• **What is needed**
Render each line of the rows below as a Markdown table whose two columns are headed Number and Line, numbering the lines consecutively and omitting any blank lines.

━━━━━━━━━━━━━━━━

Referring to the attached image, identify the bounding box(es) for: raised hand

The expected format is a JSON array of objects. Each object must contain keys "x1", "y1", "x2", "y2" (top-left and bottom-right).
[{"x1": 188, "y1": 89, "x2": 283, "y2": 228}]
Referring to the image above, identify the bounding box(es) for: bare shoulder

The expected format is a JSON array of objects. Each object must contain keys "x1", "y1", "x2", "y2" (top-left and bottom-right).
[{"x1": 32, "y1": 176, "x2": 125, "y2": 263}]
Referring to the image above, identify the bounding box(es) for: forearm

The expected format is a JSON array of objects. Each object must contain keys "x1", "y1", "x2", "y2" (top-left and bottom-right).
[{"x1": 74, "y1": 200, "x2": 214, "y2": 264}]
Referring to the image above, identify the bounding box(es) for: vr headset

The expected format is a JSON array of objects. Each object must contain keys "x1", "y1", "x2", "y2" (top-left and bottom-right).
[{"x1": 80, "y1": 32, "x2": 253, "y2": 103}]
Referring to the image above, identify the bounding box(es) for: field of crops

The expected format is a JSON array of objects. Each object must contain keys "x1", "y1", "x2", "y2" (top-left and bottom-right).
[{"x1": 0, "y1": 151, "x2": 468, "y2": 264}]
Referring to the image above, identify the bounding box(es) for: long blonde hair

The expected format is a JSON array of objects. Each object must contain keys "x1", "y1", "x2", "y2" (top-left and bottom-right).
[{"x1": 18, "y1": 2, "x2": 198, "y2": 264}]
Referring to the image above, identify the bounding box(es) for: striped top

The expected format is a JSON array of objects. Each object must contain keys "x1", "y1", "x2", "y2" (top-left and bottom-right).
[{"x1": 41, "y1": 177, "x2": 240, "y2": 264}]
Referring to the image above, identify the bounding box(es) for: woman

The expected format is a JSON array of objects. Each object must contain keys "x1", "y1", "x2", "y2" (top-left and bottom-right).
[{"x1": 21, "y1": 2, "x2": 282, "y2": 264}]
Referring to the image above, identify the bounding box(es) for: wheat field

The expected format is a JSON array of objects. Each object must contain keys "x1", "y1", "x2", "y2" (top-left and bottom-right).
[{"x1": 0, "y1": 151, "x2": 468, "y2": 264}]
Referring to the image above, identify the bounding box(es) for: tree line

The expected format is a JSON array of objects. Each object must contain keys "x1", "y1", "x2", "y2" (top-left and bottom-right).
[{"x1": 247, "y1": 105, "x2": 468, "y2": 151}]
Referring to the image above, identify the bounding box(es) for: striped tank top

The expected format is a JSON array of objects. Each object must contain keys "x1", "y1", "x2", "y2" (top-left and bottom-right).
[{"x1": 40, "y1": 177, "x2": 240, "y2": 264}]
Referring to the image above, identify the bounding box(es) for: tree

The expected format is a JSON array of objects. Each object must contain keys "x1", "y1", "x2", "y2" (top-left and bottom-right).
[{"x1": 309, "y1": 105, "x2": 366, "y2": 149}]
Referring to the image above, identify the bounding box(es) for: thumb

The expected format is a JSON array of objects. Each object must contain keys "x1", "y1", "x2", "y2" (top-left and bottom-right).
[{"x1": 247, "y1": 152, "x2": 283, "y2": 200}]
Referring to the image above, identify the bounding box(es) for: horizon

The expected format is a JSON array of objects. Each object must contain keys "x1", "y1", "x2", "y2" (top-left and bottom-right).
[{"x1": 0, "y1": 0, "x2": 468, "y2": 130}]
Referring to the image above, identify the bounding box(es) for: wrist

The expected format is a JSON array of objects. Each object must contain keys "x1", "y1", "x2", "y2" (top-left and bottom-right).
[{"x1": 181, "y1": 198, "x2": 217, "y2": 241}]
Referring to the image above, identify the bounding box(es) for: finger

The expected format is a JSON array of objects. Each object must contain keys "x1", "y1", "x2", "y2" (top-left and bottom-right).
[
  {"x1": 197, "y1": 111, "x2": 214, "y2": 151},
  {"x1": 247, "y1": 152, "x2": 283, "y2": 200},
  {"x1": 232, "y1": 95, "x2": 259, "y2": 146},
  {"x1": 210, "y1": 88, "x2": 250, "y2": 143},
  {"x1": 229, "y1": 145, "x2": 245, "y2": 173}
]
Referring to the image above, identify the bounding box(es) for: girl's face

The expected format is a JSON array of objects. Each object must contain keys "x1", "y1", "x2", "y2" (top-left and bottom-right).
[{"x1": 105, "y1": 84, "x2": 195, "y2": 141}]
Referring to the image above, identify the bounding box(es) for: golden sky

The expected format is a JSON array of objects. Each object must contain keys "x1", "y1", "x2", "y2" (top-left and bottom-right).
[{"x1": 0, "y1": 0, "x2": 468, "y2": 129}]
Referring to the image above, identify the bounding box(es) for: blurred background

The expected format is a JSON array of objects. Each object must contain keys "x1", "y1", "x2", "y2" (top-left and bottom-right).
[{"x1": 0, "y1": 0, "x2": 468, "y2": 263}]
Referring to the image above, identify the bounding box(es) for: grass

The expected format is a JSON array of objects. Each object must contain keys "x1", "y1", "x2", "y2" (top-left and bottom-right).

━━━━━━━━━━━━━━━━

• **Result of the exercise**
| Number | Line |
|---|---|
| 1 | Referring to the attached image, identify the bounding box(es) for: raised hand |
| 2 | The expected format is a JSON array of objects. Each object must contain keys "x1", "y1", "x2", "y2" (top-left and bottom-right). |
| 3 | [{"x1": 188, "y1": 89, "x2": 283, "y2": 228}] |
| 4 | Referring to the image above, identify the bounding box(es) for: bare shoulder |
| 5 | The expected format is a JSON array of objects. Each object must contain keys "x1", "y1", "x2", "y2" (top-left and bottom-right). |
| 6 | [{"x1": 32, "y1": 176, "x2": 125, "y2": 263}] |
| 7 | Referring to the image above, identify the bounding box(es) for: forearm |
| 8 | The expected format is a JSON array of objects. Each object must contain keys "x1", "y1", "x2", "y2" (top-left and bottom-right). |
| 9 | [{"x1": 74, "y1": 200, "x2": 214, "y2": 264}] |
| 10 | Referring to the image above, identify the bounding box(es) for: vr headset |
| 11 | The expected format is a JSON array of objects. Each object must contain keys "x1", "y1", "x2", "y2" (top-left and bottom-right). |
| 12 | [{"x1": 80, "y1": 32, "x2": 253, "y2": 103}] |
| 13 | Referring to the image above, identify the bounding box(es) for: field of crops |
| 14 | The expected format is a JSON array of objects. Each object must contain keys "x1", "y1", "x2", "y2" (top-left and bottom-right). |
| 15 | [{"x1": 0, "y1": 151, "x2": 468, "y2": 264}] |
| 16 | Referring to the image above, identify the bounding box(es) for: long blonde hair |
| 17 | The expected format is a JSON array of objects. Each object must contain keys "x1", "y1", "x2", "y2" (top-left and bottom-right). |
| 18 | [{"x1": 18, "y1": 2, "x2": 198, "y2": 264}] |
| 19 | Referring to the image above, identify the bounding box(es) for: striped top |
| 20 | The expected format is a JSON array of objects. Each object must contain keys "x1", "y1", "x2", "y2" (top-left and bottom-right). |
| 21 | [{"x1": 41, "y1": 177, "x2": 240, "y2": 264}] |
| 22 | Referring to the image above, identify the bounding box(es) for: woman |
| 23 | The expected format is a JSON array of objects. Each object must contain keys "x1", "y1", "x2", "y2" (top-left and bottom-right). |
| 24 | [{"x1": 21, "y1": 2, "x2": 282, "y2": 264}] |
| 25 | Referring to the image above, identify the bounding box(es) for: wheat field |
| 26 | The expected format is a JSON array of objects. Each object must contain keys "x1", "y1", "x2", "y2" (top-left and bottom-right). |
| 27 | [{"x1": 0, "y1": 151, "x2": 468, "y2": 264}] |
| 28 | Referring to the image above, identify the bounding box(es) for: tree line |
| 29 | The expected format is a JSON array of objects. Each object must contain keys "x1", "y1", "x2", "y2" (top-left and bottom-right). |
| 30 | [{"x1": 247, "y1": 105, "x2": 468, "y2": 151}] |
| 31 | Referring to the image above, identify the bounding box(es) for: striped tank top |
| 32 | The expected format is a JSON array of objects. Each object must contain keys "x1", "y1", "x2", "y2" (top-left and bottom-right). |
| 33 | [{"x1": 40, "y1": 177, "x2": 240, "y2": 264}] |
| 34 | Referring to the image above, identify the bounding box(es) for: tree |
| 35 | The expected format is a JSON array of objects. Each object must contain keys "x1", "y1", "x2", "y2" (top-left and bottom-right). |
| 36 | [{"x1": 309, "y1": 105, "x2": 366, "y2": 149}] |
| 37 | Referring to the image above, identify the bounding box(es) for: thumb |
| 38 | The expected format is a JSON array of objects. Each object must contain keys "x1", "y1", "x2", "y2" (top-left and bottom-right). |
| 39 | [{"x1": 247, "y1": 152, "x2": 283, "y2": 200}] |
| 40 | Referring to the image above, identify the bounding box(es) for: horizon |
| 41 | The expected format is a JSON array of objects. Each object must contain keys "x1", "y1", "x2", "y2" (top-left and bottom-right). |
| 42 | [{"x1": 0, "y1": 0, "x2": 468, "y2": 130}] |
| 43 | Referring to the image above, identify the bounding box(es) for: wrist |
| 44 | The expected format is a JSON array of objects. Each object must contain keys "x1", "y1", "x2", "y2" (top-left and bottom-right). |
| 45 | [{"x1": 181, "y1": 198, "x2": 217, "y2": 241}] |
| 46 | Referring to the image above, identify the bounding box(es) for: finger |
| 47 | The expected format is a JSON array of objects. Each object must contain keys "x1", "y1", "x2", "y2" (top-left and bottom-right). |
| 48 | [ |
| 49 |   {"x1": 197, "y1": 111, "x2": 214, "y2": 151}, |
| 50 |   {"x1": 247, "y1": 152, "x2": 283, "y2": 200}, |
| 51 |   {"x1": 232, "y1": 95, "x2": 259, "y2": 146}, |
| 52 |   {"x1": 210, "y1": 88, "x2": 250, "y2": 143}, |
| 53 |   {"x1": 229, "y1": 145, "x2": 245, "y2": 173} |
| 54 | ] |
| 55 | Referring to the image above, identify the bounding box(es) for: girl's face |
| 56 | The expected format is a JSON array of objects. Each object must contain keys "x1", "y1", "x2", "y2" (top-left and bottom-right). |
| 57 | [{"x1": 105, "y1": 84, "x2": 195, "y2": 141}] |
| 58 | Referring to the image above, identify the bounding box(es) for: golden sky |
| 59 | The expected format is a JSON array of objects. Each object must contain keys "x1", "y1", "x2", "y2" (top-left and bottom-right). |
| 60 | [{"x1": 0, "y1": 0, "x2": 468, "y2": 129}] |
| 61 | Referring to the image above, identify the bounding box(es) for: blurred background |
| 62 | The expected format is a JSON array of objects. Each object must contain keys "x1", "y1", "x2", "y2" (top-left and bottom-right). |
| 63 | [{"x1": 0, "y1": 0, "x2": 468, "y2": 263}] |
| 64 | Referring to the image above, identify the bounding box(es) for: grass |
| 65 | The expected format is a JSON array of objects. Each object must contain keys "x1", "y1", "x2", "y2" (top-left and bottom-right). |